Would you quote the material below in full and unchanged?

Pointing records
====================

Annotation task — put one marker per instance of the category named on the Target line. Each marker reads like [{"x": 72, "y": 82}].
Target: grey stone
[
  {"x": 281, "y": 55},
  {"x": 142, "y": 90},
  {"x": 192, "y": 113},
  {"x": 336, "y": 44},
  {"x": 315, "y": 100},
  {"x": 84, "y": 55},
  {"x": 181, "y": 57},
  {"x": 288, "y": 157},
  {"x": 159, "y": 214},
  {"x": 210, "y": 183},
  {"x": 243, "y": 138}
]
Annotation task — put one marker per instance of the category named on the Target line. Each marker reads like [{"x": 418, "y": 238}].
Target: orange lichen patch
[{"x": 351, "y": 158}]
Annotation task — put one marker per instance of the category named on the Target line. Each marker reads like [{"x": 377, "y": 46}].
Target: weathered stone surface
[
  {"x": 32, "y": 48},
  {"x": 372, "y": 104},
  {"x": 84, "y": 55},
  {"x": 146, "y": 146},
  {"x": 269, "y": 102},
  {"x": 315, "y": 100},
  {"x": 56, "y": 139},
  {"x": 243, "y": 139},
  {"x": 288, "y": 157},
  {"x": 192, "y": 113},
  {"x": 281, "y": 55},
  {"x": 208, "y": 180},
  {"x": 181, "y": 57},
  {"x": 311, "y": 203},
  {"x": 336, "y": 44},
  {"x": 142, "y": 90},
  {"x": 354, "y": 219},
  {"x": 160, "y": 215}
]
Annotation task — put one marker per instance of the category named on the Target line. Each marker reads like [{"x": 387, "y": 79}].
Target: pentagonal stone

====================

__Result of the task__
Annotation task — put one marker per instance of the category named on the Target line. Each marker reads like [{"x": 72, "y": 82}].
Target: grey stone
[
  {"x": 281, "y": 55},
  {"x": 142, "y": 90},
  {"x": 192, "y": 113},
  {"x": 336, "y": 44},
  {"x": 315, "y": 100},
  {"x": 84, "y": 55},
  {"x": 181, "y": 57},
  {"x": 288, "y": 157},
  {"x": 159, "y": 214},
  {"x": 210, "y": 183},
  {"x": 243, "y": 138}
]
Annotation task — put one marker per instance of the category named on the Target line. Each marker reads like [{"x": 418, "y": 238}].
Target: orange lichen patch
[{"x": 351, "y": 158}]
Annotation task — put one marker per instance of the category named on the Target line. Each marker reads like [{"x": 377, "y": 46}].
Target: weathered stone surface
[
  {"x": 32, "y": 48},
  {"x": 372, "y": 104},
  {"x": 84, "y": 55},
  {"x": 146, "y": 146},
  {"x": 269, "y": 102},
  {"x": 315, "y": 100},
  {"x": 56, "y": 139},
  {"x": 243, "y": 139},
  {"x": 288, "y": 157},
  {"x": 192, "y": 113},
  {"x": 281, "y": 55},
  {"x": 208, "y": 180},
  {"x": 181, "y": 57},
  {"x": 311, "y": 203},
  {"x": 336, "y": 44},
  {"x": 142, "y": 90},
  {"x": 354, "y": 219},
  {"x": 160, "y": 215}
]
Annotation task — put one marker per instance of the category named on the Target line. Each marker reads like [{"x": 387, "y": 79}].
Target: pentagonal stone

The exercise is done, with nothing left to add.